## Given task:
Only the lines from the one containing "Return one point per instance of the fence" to the end of the entries should be written out, each exactly as it stands, both ends included.

━━━━━ Entries shown ━━━━━

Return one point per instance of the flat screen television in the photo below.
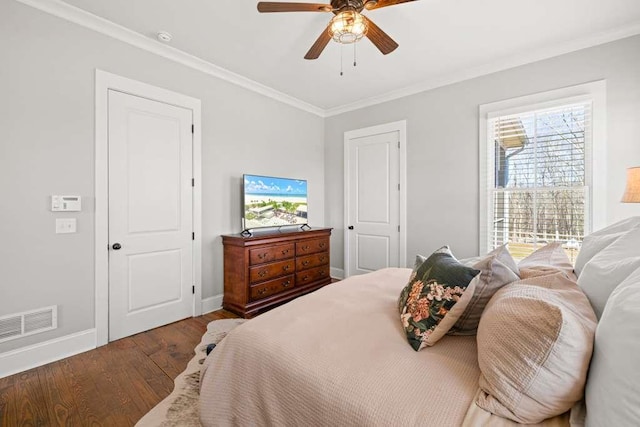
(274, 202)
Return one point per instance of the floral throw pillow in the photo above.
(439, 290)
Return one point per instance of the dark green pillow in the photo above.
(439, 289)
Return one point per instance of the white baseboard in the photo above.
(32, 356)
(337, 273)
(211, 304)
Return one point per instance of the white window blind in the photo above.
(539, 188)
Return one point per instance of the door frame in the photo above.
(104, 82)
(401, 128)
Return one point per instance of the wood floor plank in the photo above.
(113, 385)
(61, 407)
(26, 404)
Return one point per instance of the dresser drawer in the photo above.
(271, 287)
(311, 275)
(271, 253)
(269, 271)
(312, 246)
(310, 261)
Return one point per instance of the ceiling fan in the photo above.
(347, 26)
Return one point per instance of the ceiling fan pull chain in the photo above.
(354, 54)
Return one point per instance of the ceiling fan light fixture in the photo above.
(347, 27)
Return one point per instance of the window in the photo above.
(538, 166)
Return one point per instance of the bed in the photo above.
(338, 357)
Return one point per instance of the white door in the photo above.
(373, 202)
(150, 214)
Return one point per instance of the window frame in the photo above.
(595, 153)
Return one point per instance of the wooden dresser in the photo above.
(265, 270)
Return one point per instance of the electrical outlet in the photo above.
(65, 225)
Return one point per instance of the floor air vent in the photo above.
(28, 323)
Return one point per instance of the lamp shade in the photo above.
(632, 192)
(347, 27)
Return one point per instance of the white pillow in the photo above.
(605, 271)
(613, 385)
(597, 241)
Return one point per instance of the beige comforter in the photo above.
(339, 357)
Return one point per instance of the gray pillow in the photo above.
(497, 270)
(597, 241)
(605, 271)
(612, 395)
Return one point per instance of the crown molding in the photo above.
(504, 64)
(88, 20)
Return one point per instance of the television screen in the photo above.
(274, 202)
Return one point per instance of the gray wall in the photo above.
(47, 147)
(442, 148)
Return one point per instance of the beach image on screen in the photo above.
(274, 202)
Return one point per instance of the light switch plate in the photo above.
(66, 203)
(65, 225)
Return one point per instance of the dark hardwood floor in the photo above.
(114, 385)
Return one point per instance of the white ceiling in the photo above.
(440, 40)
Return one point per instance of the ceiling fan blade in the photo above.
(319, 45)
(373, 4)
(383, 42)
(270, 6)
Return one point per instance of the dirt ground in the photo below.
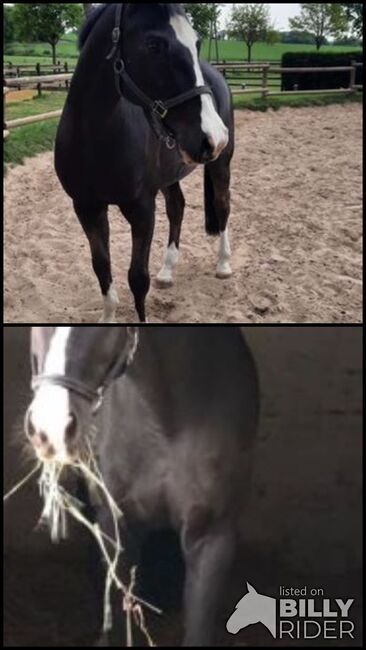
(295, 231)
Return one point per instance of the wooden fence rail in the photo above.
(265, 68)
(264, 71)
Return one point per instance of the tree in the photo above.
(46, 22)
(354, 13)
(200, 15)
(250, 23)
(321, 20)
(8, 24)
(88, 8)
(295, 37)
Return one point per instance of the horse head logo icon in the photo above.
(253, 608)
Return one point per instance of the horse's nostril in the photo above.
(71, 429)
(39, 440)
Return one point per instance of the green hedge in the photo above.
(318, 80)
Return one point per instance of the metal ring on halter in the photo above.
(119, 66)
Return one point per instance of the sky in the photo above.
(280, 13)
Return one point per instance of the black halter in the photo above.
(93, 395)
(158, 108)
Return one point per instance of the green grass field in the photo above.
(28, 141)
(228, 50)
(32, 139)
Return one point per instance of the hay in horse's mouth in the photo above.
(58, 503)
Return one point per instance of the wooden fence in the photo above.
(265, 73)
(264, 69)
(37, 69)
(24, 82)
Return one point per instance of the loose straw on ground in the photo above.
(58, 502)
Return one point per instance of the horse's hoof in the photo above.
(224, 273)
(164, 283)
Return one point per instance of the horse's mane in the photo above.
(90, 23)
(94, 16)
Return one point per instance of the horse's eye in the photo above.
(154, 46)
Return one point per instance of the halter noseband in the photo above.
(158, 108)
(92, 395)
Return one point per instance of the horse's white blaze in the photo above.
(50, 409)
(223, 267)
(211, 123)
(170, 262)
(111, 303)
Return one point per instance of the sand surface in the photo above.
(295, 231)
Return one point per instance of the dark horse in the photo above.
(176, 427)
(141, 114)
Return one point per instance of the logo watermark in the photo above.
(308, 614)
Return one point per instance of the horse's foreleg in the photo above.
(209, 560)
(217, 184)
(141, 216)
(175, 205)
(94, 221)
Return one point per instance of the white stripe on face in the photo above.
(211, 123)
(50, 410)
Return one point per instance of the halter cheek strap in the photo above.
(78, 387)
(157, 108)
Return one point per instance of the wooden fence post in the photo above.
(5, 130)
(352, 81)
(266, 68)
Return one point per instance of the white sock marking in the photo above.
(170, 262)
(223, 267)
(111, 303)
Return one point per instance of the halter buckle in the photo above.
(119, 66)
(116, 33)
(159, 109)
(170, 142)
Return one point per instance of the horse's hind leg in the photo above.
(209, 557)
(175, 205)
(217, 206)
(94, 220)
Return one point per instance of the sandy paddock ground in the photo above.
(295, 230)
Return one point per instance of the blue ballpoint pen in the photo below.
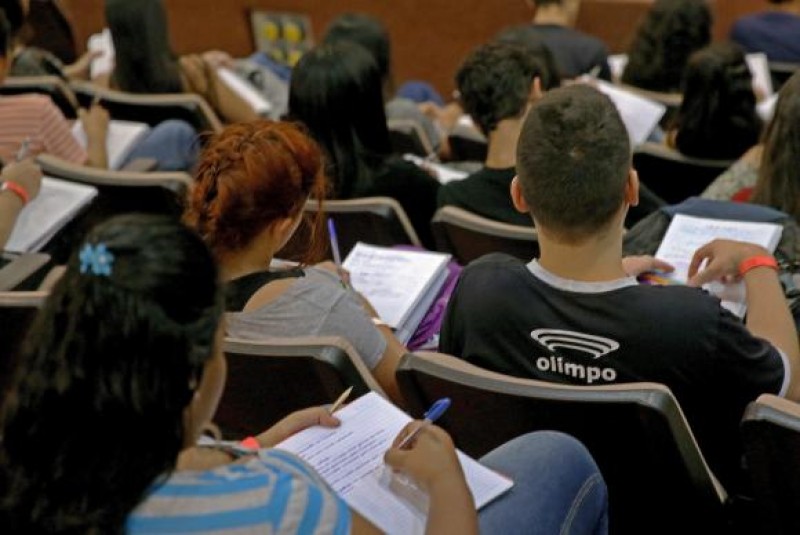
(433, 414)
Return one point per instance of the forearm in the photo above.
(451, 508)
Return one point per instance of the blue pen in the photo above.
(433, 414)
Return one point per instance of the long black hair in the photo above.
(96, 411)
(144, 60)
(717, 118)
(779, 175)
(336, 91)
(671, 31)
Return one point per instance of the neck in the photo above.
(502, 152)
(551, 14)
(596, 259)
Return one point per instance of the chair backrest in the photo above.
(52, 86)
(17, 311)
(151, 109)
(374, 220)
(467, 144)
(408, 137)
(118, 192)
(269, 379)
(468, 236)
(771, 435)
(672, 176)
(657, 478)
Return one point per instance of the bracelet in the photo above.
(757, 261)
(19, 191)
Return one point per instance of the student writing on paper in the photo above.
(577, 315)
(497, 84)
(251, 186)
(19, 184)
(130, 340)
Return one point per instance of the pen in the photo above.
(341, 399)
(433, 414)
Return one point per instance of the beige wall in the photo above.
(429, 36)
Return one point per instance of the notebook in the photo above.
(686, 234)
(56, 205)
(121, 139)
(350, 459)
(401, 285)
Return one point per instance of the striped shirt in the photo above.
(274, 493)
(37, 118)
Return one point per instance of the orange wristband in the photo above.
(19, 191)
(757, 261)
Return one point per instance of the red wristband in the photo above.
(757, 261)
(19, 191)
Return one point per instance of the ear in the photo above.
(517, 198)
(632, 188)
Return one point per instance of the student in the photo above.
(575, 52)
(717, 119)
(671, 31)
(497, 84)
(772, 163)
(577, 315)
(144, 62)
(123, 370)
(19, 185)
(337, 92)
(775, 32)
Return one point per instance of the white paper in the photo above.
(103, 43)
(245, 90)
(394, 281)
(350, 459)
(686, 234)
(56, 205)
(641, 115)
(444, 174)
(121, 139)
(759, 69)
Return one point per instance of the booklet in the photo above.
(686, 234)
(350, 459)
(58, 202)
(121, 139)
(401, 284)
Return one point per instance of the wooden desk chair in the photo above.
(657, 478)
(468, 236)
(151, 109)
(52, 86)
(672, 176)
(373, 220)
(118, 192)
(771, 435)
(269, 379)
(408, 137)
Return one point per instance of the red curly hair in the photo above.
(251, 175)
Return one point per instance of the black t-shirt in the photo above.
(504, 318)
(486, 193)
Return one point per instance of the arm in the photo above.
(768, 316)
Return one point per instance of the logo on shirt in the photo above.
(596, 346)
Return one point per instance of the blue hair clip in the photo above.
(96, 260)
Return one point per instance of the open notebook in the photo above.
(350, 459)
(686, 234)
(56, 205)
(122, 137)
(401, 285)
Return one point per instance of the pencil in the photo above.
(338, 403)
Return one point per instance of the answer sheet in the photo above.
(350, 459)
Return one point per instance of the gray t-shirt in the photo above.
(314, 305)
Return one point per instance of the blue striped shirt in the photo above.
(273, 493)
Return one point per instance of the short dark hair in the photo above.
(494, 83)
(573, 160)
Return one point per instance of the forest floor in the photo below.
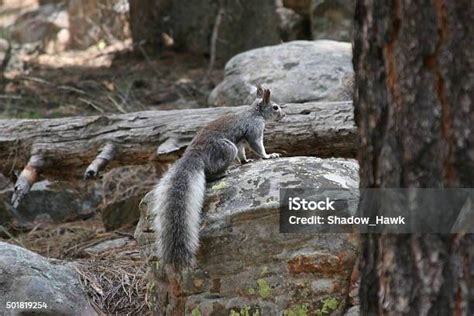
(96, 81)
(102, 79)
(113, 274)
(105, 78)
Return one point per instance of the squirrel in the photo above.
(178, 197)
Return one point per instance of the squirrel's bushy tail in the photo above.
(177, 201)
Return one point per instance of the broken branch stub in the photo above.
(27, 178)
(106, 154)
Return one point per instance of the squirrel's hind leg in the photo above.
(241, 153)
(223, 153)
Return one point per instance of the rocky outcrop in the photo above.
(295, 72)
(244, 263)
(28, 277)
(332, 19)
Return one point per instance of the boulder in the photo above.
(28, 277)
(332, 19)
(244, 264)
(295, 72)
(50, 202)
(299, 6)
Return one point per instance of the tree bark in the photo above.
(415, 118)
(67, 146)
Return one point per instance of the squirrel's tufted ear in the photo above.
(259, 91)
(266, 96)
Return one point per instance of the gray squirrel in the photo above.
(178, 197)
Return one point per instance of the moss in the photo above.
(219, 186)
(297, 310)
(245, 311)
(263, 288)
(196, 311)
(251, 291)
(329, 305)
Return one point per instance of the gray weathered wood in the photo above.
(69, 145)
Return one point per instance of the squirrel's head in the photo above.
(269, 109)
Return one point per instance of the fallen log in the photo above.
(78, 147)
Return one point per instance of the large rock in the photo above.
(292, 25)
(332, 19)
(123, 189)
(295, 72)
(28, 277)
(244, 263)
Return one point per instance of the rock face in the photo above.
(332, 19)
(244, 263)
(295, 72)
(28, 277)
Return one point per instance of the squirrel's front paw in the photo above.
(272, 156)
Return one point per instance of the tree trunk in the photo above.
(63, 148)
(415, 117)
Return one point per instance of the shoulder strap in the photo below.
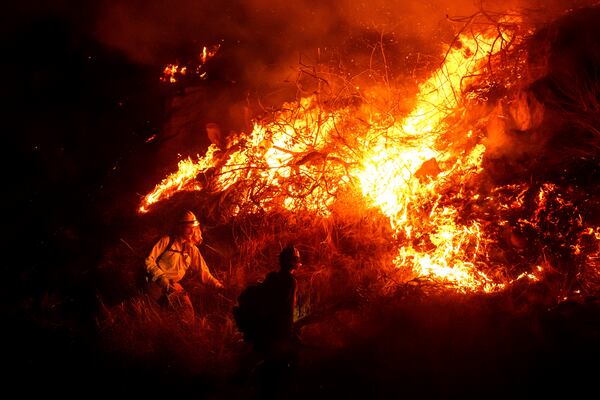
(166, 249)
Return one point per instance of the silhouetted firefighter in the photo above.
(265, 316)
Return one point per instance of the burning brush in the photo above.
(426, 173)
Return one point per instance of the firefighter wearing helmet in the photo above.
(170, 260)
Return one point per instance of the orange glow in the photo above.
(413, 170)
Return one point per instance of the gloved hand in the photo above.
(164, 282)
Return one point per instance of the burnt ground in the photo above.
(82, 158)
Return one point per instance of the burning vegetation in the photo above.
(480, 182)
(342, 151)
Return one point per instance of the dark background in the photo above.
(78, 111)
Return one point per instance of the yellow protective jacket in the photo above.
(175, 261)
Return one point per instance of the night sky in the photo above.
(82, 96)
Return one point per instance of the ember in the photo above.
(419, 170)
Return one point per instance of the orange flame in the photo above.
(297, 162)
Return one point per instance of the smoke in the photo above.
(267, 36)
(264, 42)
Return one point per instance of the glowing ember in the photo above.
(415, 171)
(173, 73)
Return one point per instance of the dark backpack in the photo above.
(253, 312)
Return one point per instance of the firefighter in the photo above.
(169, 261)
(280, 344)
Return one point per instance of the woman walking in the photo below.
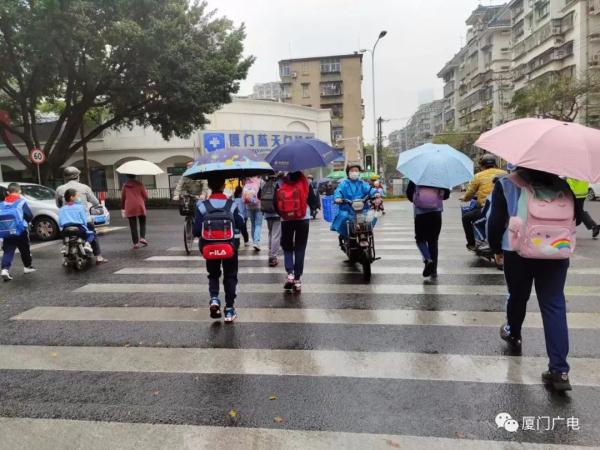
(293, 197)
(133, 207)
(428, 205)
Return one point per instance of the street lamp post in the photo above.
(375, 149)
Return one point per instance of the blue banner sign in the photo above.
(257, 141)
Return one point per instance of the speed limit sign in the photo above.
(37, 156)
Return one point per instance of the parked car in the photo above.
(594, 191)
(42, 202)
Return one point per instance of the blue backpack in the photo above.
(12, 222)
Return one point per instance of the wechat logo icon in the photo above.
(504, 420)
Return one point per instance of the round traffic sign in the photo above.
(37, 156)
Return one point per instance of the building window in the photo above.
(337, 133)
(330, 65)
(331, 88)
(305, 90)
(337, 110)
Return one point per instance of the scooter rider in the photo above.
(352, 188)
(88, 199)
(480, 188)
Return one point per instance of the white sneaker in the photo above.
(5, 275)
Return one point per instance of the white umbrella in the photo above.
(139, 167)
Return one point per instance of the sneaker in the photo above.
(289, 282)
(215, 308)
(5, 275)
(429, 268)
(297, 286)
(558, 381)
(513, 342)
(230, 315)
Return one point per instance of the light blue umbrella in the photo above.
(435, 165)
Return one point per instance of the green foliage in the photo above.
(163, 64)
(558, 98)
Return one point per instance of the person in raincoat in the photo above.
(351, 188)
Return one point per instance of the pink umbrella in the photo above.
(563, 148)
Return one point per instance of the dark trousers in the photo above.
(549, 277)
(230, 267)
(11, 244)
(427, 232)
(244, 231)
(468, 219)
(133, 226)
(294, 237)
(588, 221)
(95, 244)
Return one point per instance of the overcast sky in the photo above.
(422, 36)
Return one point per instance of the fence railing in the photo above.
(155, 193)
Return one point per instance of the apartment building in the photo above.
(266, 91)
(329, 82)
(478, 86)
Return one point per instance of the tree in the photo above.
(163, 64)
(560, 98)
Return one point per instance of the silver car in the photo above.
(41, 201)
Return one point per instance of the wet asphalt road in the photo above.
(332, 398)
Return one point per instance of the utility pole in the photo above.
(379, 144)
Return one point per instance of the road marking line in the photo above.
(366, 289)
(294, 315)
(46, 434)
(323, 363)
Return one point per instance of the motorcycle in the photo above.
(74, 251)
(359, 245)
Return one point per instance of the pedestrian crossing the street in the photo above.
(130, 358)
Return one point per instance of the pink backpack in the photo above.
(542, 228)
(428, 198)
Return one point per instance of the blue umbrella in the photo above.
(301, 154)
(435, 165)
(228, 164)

━━━━━

## Reply:
Return one point per instance of the fence railing in the photo above.
(155, 193)
Return one point per instance of the apartment building in the photo above.
(266, 91)
(329, 82)
(478, 86)
Return one point per instance of the tree in the photo above.
(163, 64)
(560, 98)
Return one point per instance of the silver car in the photo above.
(41, 201)
Return one point per instance of the wet asphalt road in the photo above.
(332, 398)
Return one point per instance of the utility pole in the photo above.
(379, 144)
Return one point per instance of the road marking line in the photo above.
(366, 289)
(294, 315)
(46, 434)
(323, 363)
Return one point per instance of the motorcycle in the photo above.
(74, 251)
(359, 245)
Return one point per instance of the pedestrian crossing the street in the photo above.
(130, 358)
Return one point per instance of the pink backpack in the photo above.
(542, 228)
(428, 198)
Return one point per instance of the blue umbrella in the photo above.
(301, 154)
(435, 165)
(228, 164)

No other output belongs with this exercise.